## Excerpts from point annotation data
** Begin **
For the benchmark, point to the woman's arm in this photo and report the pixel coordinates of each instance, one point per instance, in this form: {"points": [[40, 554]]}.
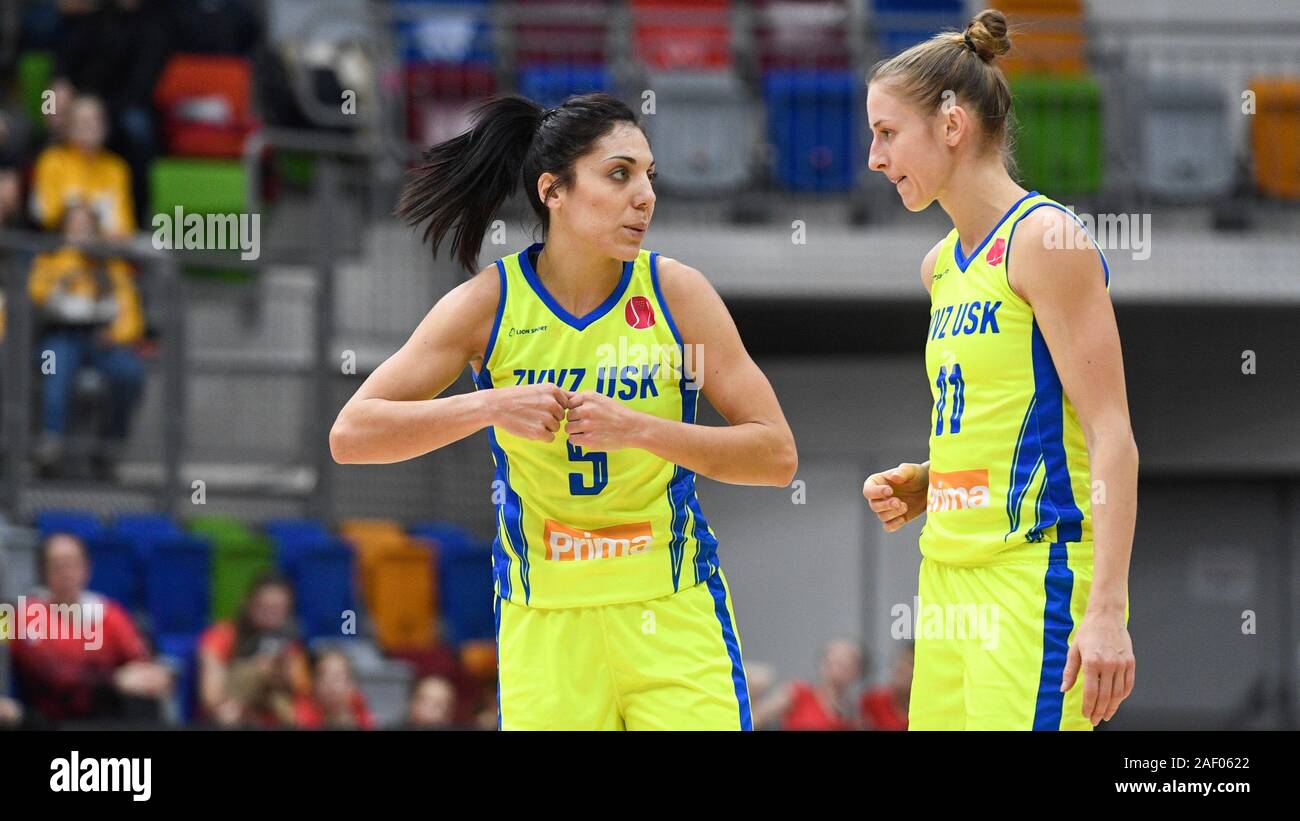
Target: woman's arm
{"points": [[755, 446], [395, 416], [1066, 289]]}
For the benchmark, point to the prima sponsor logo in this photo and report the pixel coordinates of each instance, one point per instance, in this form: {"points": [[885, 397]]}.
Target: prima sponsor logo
{"points": [[38, 620], [78, 774], [566, 543], [958, 490], [191, 231]]}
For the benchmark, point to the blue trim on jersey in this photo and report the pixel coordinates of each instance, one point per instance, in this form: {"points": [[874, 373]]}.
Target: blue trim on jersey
{"points": [[1044, 515], [681, 487], [719, 591], [962, 260], [511, 515], [1025, 464], [677, 490], [495, 617], [1006, 266], [568, 318], [1057, 624], [663, 303], [1049, 416], [495, 324]]}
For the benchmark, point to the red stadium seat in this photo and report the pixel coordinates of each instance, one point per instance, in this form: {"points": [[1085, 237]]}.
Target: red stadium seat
{"points": [[206, 104]]}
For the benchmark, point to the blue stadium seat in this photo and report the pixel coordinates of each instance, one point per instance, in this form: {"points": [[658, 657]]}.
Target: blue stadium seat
{"points": [[814, 127], [143, 530], [464, 576], [115, 570], [178, 585], [290, 537], [78, 522], [182, 650], [551, 85], [443, 31], [323, 586]]}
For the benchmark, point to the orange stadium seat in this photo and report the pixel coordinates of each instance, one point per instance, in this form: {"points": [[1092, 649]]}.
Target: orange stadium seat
{"points": [[1274, 140], [1048, 37]]}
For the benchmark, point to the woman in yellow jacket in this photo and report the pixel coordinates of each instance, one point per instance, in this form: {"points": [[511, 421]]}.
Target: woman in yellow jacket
{"points": [[90, 316]]}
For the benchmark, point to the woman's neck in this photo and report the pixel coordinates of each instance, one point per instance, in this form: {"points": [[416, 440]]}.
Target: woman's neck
{"points": [[576, 277], [983, 198]]}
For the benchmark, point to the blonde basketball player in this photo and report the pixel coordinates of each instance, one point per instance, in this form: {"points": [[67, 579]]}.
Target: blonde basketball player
{"points": [[1030, 491], [611, 608]]}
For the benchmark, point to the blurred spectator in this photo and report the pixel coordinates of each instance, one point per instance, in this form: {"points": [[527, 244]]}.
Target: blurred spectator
{"points": [[885, 707], [213, 26], [251, 670], [90, 316], [116, 50], [82, 170], [433, 704], [823, 706], [90, 673], [336, 702]]}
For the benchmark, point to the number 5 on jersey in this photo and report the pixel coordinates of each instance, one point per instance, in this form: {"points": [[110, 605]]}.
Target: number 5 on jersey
{"points": [[599, 472]]}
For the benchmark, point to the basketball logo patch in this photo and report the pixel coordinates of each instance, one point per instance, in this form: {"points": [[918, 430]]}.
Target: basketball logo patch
{"points": [[638, 312], [996, 253]]}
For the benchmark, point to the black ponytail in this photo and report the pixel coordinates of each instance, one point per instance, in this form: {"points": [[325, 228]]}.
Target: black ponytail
{"points": [[462, 182]]}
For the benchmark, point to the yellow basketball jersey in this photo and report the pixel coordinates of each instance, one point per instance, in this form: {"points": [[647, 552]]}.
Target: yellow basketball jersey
{"points": [[1008, 459], [583, 528]]}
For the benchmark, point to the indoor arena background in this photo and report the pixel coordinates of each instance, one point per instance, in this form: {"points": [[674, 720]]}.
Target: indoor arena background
{"points": [[1173, 125]]}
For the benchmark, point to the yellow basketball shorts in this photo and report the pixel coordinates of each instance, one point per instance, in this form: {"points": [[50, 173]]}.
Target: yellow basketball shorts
{"points": [[666, 664], [991, 642]]}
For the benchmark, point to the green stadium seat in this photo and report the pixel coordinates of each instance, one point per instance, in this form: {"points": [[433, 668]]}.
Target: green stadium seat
{"points": [[1058, 135], [35, 70], [235, 565]]}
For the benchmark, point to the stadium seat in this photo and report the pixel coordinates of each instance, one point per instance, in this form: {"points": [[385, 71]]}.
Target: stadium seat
{"points": [[551, 85], [206, 104], [235, 564], [441, 98], [681, 34], [1274, 142], [702, 131], [35, 70], [77, 522], [324, 587], [219, 528], [180, 651], [810, 34], [17, 560], [1060, 139], [1048, 37], [178, 585], [464, 582], [402, 596], [443, 30], [814, 127], [115, 568], [1183, 134], [198, 186], [562, 33]]}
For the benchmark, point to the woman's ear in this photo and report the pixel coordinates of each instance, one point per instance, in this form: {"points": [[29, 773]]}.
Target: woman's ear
{"points": [[546, 183], [956, 122]]}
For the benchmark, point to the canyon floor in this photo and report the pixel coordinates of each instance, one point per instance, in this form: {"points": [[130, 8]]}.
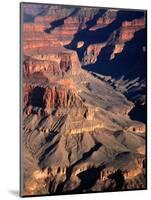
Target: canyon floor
{"points": [[84, 99]]}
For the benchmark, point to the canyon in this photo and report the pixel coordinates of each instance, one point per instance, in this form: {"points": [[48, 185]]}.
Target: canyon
{"points": [[79, 92]]}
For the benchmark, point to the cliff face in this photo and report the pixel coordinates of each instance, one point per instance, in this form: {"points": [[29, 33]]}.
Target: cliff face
{"points": [[76, 123]]}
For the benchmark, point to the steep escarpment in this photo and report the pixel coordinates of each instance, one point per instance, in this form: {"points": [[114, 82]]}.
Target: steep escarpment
{"points": [[77, 132]]}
** End **
Set the pictures aside and transcribe the data above exactly.

## REPLY
For the benchmark, point to the woman's arm in this photo and report the pixel coordinates of each instance, one point per instance, in this form: {"points": [[40, 554]]}.
Target: woman's arm
{"points": [[755, 446], [395, 416], [1066, 289]]}
For the benchmark, point to the prima sponsor logo in this photo and report the pixel coordinates of each instance, one point per instance, in this form: {"points": [[885, 397]]}.
Target: prima sponsor logo
{"points": [[38, 620], [78, 774], [566, 543], [958, 490], [191, 231]]}
For the benchmark, point to the blue trim on jersey in this photo and report the pixel coordinates of each instance, one point per instance, in this form: {"points": [[874, 373]]}.
Target: blue trim on jersey
{"points": [[1044, 515], [681, 487], [719, 591], [962, 260], [511, 515], [1025, 464], [677, 490], [495, 617], [1006, 266], [568, 318], [1057, 624], [663, 303], [1049, 416], [495, 324]]}
For the benchmark, point to the red stadium seat in this photo and report the pixel coordinates of each instance, one point per instance, in this form: {"points": [[1085, 237]]}.
Target: red stadium seat
{"points": [[206, 104]]}
For the benchmark, point to the blue stadium seat in this photo and report the pixel coordinates of each instance, one point per instance, in this form: {"points": [[658, 657]]}.
Target: blue stadium seat
{"points": [[814, 127], [143, 530], [464, 576], [115, 570], [178, 585], [290, 537], [78, 522], [182, 650], [551, 85], [443, 31], [323, 586]]}
For the benchmark, point to the orange stadium seat in this photo and report the pixel coordinates of each instance, one point per instance, in this form: {"points": [[1092, 649]]}.
Target: orange stadium seat
{"points": [[1274, 140], [1048, 37]]}
For the benchmark, point to the woman in yellow jacket in this photo and report the pixel coordinates of each instance, one point per instance, in this form: {"points": [[511, 421]]}.
Target: woman in yellow jacket
{"points": [[90, 316]]}
For the benchmark, point to the woman's neck in this photo and report the pixel coordinates of each instance, one point per instance, in this form: {"points": [[416, 440]]}.
Target: woman's neck
{"points": [[576, 277], [983, 198]]}
For the benchmark, point to the blonde basketball player in this photo and report the pixel coordinates of each instance, one point per instance, in this form: {"points": [[67, 579]]}.
Target: blonde basketball player
{"points": [[1030, 491], [611, 608]]}
For the benchmark, point to the blurred spectator in this photo and report the pixel coordinates of each instance, one point per instance, in this form: {"points": [[527, 244]]}.
Target: blurred spectator
{"points": [[885, 707], [213, 26], [251, 670], [90, 316], [116, 50], [82, 170], [433, 704], [823, 706], [90, 673], [336, 702]]}
For the benchmark, point to the number 5 on jersey in this photo and report the pixel coordinates of each instance, one point per instance, in this form: {"points": [[110, 605]]}.
Target: number 5 on jersey
{"points": [[599, 472]]}
For the benchmark, point to the basketball logo patch in this photo and report the pixel coordinates of each instance, one point per instance, in this form: {"points": [[918, 430]]}.
Target: basketball logo patch
{"points": [[638, 312], [996, 253]]}
For the benchmark, point to the black ponytail in this photo and report the pixel coordinates of each instance, one point per instance, in this form: {"points": [[325, 228]]}.
Target: black ponytail
{"points": [[462, 182]]}
For the benchmark, point to the yellow basketball jersey in this photo and report the pixel coordinates of each instance, one point per instance, in this form: {"points": [[647, 552]]}.
Target: yellow basketball jersey
{"points": [[1008, 459], [583, 528]]}
For the benchmark, point to the indoor arena background in this photo and report the pixel coordinates of each instance, one point per instance, in this form: {"points": [[674, 720]]}.
Target: indoor arena background
{"points": [[1173, 125]]}
For the benchmark, point to the yellow basketball shorts in this photo and report the pixel coordinates of each instance, one point per instance, in this form: {"points": [[50, 173]]}.
Target: yellow basketball shorts
{"points": [[666, 664], [991, 642]]}
For the benchmark, point to the green stadium seat in this photo and report the pixel coordinates of each instance, one point per instance, in this form: {"points": [[433, 668]]}.
Target: green stadium seat
{"points": [[1058, 135], [35, 70], [235, 565]]}
For the benchmark, point to the stadium seat in this photo and report the pixel coordinates of each instance, one point per instance, in this form: {"points": [[385, 71]]}.
Target: stadium seat
{"points": [[551, 85], [206, 104], [235, 564], [441, 98], [681, 34], [1274, 142], [702, 131], [35, 70], [77, 522], [324, 587], [219, 528], [180, 651], [810, 34], [17, 560], [1060, 139], [1048, 37], [178, 585], [464, 582], [402, 596], [443, 30], [814, 127], [115, 568], [1183, 134], [198, 186], [562, 33]]}
For the benchmark, point to the woman's ear in this photo and report the pixel coordinates of each instance, one point per instance, in this form: {"points": [[29, 773]]}.
Target: woman's ear
{"points": [[546, 183], [956, 122]]}
For the benchmark, point to the canyon floor in this photo and report the pixel coordinates of each instance, one point per instance, in this form: {"points": [[130, 8]]}.
Target: canyon floor
{"points": [[84, 99]]}
For the benchmark, point to the canyon in this photo and report the pixel coordinates of each instance, one point per instance, in this form: {"points": [[48, 185]]}.
Target: canyon
{"points": [[79, 92]]}
For the benchmark, point to the cliff face in this photo and report the pixel coordinates of each instance, one point per instance, in this form: {"points": [[29, 33]]}.
Target: cliff face
{"points": [[76, 123]]}
For the benchmark, point to the steep escarpment in this photo and report the pixel coordinates of each instance, one point per instance, in this form: {"points": [[114, 82]]}.
Target: steep escarpment
{"points": [[77, 132]]}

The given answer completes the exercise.